TASK: Go through the listing below and gather every line with the word "cliff".

PROVIDED RECORDS:
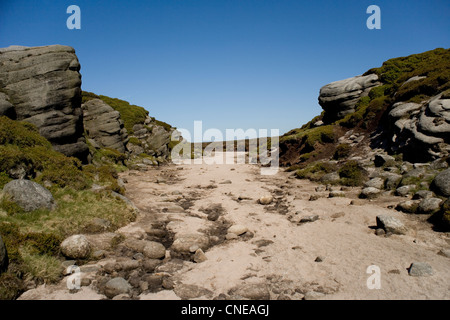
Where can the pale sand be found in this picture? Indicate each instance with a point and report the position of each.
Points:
(341, 237)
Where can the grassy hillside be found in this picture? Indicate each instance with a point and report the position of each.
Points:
(33, 238)
(309, 143)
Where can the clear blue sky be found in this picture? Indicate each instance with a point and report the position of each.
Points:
(233, 64)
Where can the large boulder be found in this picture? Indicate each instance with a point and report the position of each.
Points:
(391, 224)
(42, 85)
(29, 195)
(441, 183)
(339, 98)
(3, 256)
(424, 127)
(104, 126)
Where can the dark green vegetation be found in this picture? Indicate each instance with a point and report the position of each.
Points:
(310, 143)
(434, 65)
(33, 238)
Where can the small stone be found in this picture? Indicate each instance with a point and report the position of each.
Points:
(238, 229)
(429, 206)
(4, 260)
(168, 283)
(330, 177)
(408, 206)
(99, 225)
(369, 193)
(122, 297)
(213, 216)
(231, 236)
(383, 160)
(130, 264)
(154, 250)
(422, 194)
(335, 194)
(391, 224)
(420, 269)
(76, 247)
(313, 295)
(376, 182)
(444, 252)
(199, 256)
(320, 188)
(112, 267)
(149, 265)
(190, 291)
(184, 242)
(404, 190)
(138, 256)
(98, 254)
(252, 291)
(265, 200)
(319, 259)
(441, 183)
(116, 287)
(310, 218)
(193, 248)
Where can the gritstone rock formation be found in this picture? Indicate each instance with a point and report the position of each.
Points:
(42, 85)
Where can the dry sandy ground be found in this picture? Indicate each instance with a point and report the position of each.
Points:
(277, 253)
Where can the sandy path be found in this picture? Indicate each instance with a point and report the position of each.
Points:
(277, 257)
(341, 237)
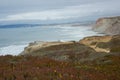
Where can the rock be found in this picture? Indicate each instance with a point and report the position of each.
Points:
(63, 51)
(107, 44)
(108, 25)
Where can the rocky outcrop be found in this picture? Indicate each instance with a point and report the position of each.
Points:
(108, 25)
(108, 44)
(65, 51)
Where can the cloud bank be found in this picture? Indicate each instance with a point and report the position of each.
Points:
(70, 12)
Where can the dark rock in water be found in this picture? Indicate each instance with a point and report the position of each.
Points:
(108, 25)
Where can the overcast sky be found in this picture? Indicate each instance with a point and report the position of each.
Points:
(44, 10)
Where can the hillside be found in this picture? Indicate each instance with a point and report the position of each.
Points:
(108, 25)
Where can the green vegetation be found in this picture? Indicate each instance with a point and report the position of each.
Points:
(36, 68)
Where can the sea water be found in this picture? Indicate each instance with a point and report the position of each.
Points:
(14, 40)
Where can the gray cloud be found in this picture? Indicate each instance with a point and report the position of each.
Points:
(12, 10)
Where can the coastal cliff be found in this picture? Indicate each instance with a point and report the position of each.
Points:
(108, 25)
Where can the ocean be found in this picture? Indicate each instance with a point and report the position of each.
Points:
(14, 38)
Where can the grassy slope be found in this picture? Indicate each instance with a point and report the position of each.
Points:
(36, 68)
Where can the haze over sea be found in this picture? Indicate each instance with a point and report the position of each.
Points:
(14, 38)
(18, 19)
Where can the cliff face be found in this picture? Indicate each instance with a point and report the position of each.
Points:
(87, 49)
(108, 25)
(107, 44)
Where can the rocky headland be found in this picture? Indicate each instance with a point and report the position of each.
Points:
(87, 49)
(92, 58)
(108, 25)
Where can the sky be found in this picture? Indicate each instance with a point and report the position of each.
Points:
(15, 11)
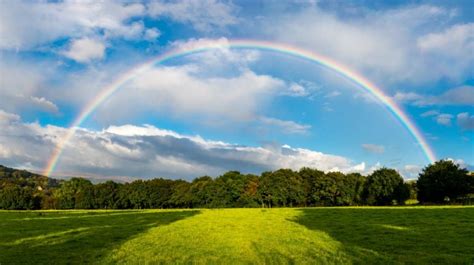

FINISHED TASK:
Where can the coastal cliff be found in this picture? Indicate each instance with a point and report the position of each.
Where can the cliff face be found in this picture? Indicate each instance with a point and report the position of each.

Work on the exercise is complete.